SON of a tenant-farmer, the minister of Pollokshields United Free Church was born at Castle-Yards in the parish of Torthorwald, Dumfriesshire, in 1838. His father died early, and be was brought up by his mother, who continued with success to carry on the farm. He began his education at the parish school under Dr. Sewell, afterwards of Shawlands, and continued it at Dumfries Academy, where he rose to be dux of the school. Afterwards, at Edinburgh University, he distinguished himself as a prizeman and medallist. Though he took only the ordinary papers for his degree in arts, the examiners awarded him Honours in Natural Philosophy "for the superior excellence of his answers."
While at the Divinity Hall he began mission work in connection with the Fountainbridge Church and during his holidays he engaged in evangelistic work.
With the late Professor Candlish he continued his studies in Germany, and in 1864 he was ordained to the Wynd Church, where his mission experience helped him greatly in work among the degraded. Some of his experiences there are told in his book "Rescuers and Rescued."
He remained in the charge five years, refusing calls to succeed Dr. Guthrie in Edinburgh, and to Renfield Free Church, Glasgow, and others. In 1867, however, he was sent as a deputy, along with Principal Fairbairn, to the Presbyterian Churches of America, and in the same year he became pastor of the Free Barony, an offshoot from the Wynd Church. During his ministration there he was instrumental in bringing Mr. Moody, the American evangelist, to Glasgow, and his congregation founded separate churches at Sighthill and Blochairn.
In 1875 a Free Church was started in Pollokshields. He was invited to take the charge and accepted. An iron church was opened in November of that year, and a congregation gathered rapidly. A stone church was built and opened in September, 1877, at a cost of £15,000. In 1876, a mission was begun in West Scotland Street, and it is now a sanctioned charge.

__________

QUESTIONS ON THE MATERIAL:
1/ Do these statements agree with the minister's biography? Answer yes or no for each, quoting the words of the biography that decide it.
(a) He was dux of Dumfries Academy.
(b) He accepted a call to succeed Dr. Guthrie in Edinburgh.
(c) The stone church at Pollokshields opened in November 1875.
2/ Can you carry on the minister's biography from its final sentence?

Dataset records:
__________

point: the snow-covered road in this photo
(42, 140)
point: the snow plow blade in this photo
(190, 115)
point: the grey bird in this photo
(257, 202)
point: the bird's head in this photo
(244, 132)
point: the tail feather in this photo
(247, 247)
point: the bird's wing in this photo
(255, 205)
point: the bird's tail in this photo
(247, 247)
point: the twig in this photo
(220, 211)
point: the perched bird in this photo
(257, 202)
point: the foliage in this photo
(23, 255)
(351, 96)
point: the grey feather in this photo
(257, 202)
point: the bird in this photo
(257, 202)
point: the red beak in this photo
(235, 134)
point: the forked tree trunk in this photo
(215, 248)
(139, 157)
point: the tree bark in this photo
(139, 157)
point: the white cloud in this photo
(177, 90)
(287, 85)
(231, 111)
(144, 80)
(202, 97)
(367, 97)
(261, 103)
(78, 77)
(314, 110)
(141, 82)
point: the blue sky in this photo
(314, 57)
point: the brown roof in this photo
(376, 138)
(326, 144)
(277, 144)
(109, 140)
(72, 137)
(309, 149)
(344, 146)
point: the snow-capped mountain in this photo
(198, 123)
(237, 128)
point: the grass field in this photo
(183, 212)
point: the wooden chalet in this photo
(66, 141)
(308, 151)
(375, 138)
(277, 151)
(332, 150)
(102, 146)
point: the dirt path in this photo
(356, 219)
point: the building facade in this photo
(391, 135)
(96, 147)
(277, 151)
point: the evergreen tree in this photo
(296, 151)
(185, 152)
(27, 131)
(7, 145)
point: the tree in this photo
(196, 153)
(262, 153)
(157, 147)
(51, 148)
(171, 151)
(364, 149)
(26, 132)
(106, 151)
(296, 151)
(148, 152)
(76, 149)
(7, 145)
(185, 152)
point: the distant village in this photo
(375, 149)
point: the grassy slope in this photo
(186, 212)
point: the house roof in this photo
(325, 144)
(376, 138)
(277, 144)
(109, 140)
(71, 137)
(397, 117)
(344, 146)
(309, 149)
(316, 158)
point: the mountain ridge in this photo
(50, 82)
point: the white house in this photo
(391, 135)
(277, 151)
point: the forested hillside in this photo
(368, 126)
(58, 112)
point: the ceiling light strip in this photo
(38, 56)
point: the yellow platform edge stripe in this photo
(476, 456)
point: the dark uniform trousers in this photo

__________

ANSWERS TO THE EXERCISE:
1/
(a) Yes: "where he rose to be dux of the school."
(b) No: "refusing calls to succeed Dr. Guthrie in Edinburgh"
(c) No: "A stone church was built and opened in September, 1877"

2/
During 11years in connection with the Free Church General Assembly he acted as Convener of the Home Mission Committee, and for six years he was Convener of the Jewish Mission Committee.
In 1884 he was sent to Palestine to establish the Sea of Galilee Mission, and he went out again seven years later, to further its work. In 1889 his semi-jubilee was made the occasion of his congregation presenting him with a sum of £500, and he then visited Egypt and Palestine. At a later date he was honoured with the degree of D.D. from his alma mater, Edinburgh University.
Dr. Wells' written works include "Bible Echoes," "Bible Images," "Bible Children," "The Parables of Jesus," "Travel-Pictures from Palestine," and "The Life of Dr. Hood Wilson." His most recent book is the life of "Stewart of Lovedale." His wife is the sister of Sir A. R. Simpson, M.D., of Edinburgh, and niece of the famous Sir James Simpson. His eldest daughter, after taking a degree in medicine, went to India as a missionary in 1894. During a holiday home four years later she married the Rev. Dr. Macphail, and proceeded with him to similar work among the Santals. His elder son is a doctor at Capetown, and his younger son is a captain in the I.M.S. One of his daughters is a member of the Govan School Board. Dr. Wells' recreation is travelling.